Could you please retype all of the entries exactly as they appear?

◆ **Input for this task**

********************

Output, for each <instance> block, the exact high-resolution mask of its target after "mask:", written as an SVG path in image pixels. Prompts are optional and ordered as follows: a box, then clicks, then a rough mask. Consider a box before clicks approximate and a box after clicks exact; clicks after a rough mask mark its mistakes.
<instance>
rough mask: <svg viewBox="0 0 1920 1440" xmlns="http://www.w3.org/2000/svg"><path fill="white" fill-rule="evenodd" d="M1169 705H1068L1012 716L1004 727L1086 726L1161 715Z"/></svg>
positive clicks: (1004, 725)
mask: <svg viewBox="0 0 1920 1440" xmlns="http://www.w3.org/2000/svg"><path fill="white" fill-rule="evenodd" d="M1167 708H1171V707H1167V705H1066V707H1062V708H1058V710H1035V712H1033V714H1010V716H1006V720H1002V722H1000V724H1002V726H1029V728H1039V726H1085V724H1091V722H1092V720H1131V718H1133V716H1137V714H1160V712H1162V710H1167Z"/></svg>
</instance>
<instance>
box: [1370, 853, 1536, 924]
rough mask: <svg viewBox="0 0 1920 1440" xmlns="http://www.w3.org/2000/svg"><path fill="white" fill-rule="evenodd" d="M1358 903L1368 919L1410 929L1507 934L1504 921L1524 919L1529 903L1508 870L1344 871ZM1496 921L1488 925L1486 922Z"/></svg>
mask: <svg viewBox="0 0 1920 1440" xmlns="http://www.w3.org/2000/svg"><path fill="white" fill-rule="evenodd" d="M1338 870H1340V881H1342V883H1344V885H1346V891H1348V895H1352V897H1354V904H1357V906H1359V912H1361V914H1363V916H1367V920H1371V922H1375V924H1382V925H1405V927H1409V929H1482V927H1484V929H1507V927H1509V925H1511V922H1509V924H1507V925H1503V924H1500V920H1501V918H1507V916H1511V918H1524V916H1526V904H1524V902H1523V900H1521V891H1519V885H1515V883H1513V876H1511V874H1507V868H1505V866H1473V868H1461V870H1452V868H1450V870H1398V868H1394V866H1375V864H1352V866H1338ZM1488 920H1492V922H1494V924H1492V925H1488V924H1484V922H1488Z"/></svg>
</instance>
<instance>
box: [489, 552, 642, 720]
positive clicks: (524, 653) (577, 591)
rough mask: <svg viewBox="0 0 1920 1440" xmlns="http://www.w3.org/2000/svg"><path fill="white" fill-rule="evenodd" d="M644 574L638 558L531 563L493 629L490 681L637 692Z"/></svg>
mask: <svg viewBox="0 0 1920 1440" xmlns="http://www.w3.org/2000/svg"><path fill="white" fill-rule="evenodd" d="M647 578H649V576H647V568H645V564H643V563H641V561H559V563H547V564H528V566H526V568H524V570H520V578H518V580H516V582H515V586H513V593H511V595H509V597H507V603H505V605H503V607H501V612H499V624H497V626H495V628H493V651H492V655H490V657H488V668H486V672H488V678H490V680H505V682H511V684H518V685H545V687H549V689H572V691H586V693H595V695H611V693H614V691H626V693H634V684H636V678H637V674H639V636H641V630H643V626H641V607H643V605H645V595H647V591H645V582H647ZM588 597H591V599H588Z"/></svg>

********************

◆ **Result of the task**
Output, for each <instance> block, the exact high-resolution mask of its target after "mask:", written as an SVG path in image pixels. Prompts are optional and ordered as follows: a box, then clicks, then a rough mask. Consider a box before clicks approximate and a box after clicks exact; clicks after a rough mask mark its mistakes.
<instance>
rough mask: <svg viewBox="0 0 1920 1440" xmlns="http://www.w3.org/2000/svg"><path fill="white" fill-rule="evenodd" d="M1169 705H1068L1012 716L1004 727L1086 726L1161 715Z"/></svg>
positive clicks: (1004, 725)
mask: <svg viewBox="0 0 1920 1440" xmlns="http://www.w3.org/2000/svg"><path fill="white" fill-rule="evenodd" d="M1167 708H1171V707H1167V705H1066V707H1062V708H1058V710H1035V712H1033V714H1010V716H1006V720H1002V722H1000V724H1002V726H1029V728H1039V726H1085V724H1091V722H1092V720H1131V718H1133V716H1137V714H1160V712H1162V710H1167Z"/></svg>
</instance>
<instance>
box: [1370, 853, 1536, 924]
rough mask: <svg viewBox="0 0 1920 1440" xmlns="http://www.w3.org/2000/svg"><path fill="white" fill-rule="evenodd" d="M1358 903L1368 919L1410 929L1507 934L1504 921L1524 919L1529 903L1508 870L1344 871ZM1496 921L1488 925L1486 922Z"/></svg>
mask: <svg viewBox="0 0 1920 1440" xmlns="http://www.w3.org/2000/svg"><path fill="white" fill-rule="evenodd" d="M1338 870H1340V881H1342V883H1344V885H1346V891H1348V895H1352V897H1354V904H1357V906H1359V912H1361V914H1363V916H1367V920H1371V922H1375V924H1382V925H1405V927H1409V929H1482V927H1484V929H1507V927H1509V925H1511V922H1509V924H1507V925H1503V924H1500V920H1501V918H1507V916H1511V918H1524V916H1526V904H1524V902H1523V900H1521V891H1519V885H1515V883H1513V876H1511V874H1507V868H1505V866H1473V868H1461V870H1452V868H1450V870H1398V868H1394V866H1375V864H1352V866H1338ZM1488 920H1492V922H1494V924H1492V925H1488V924H1484V922H1488Z"/></svg>
</instance>
<instance>
box: [489, 552, 642, 720]
positive clicks: (524, 653) (577, 591)
rough mask: <svg viewBox="0 0 1920 1440" xmlns="http://www.w3.org/2000/svg"><path fill="white" fill-rule="evenodd" d="M644 574L638 558L531 563L493 629L490 681L637 692Z"/></svg>
mask: <svg viewBox="0 0 1920 1440" xmlns="http://www.w3.org/2000/svg"><path fill="white" fill-rule="evenodd" d="M647 578H649V576H647V568H645V564H643V563H641V561H559V563H547V564H528V566H526V568H524V570H520V578H518V580H516V582H515V586H513V593H511V595H509V597H507V603H505V605H503V607H501V612H499V624H497V626H495V628H493V651H492V655H490V657H488V668H486V672H488V678H490V680H505V682H511V684H518V685H545V687H549V689H572V691H586V693H595V695H611V693H614V691H626V693H634V684H636V678H637V674H639V636H641V630H643V626H641V607H643V605H645V595H647V591H645V582H647ZM588 597H591V599H588Z"/></svg>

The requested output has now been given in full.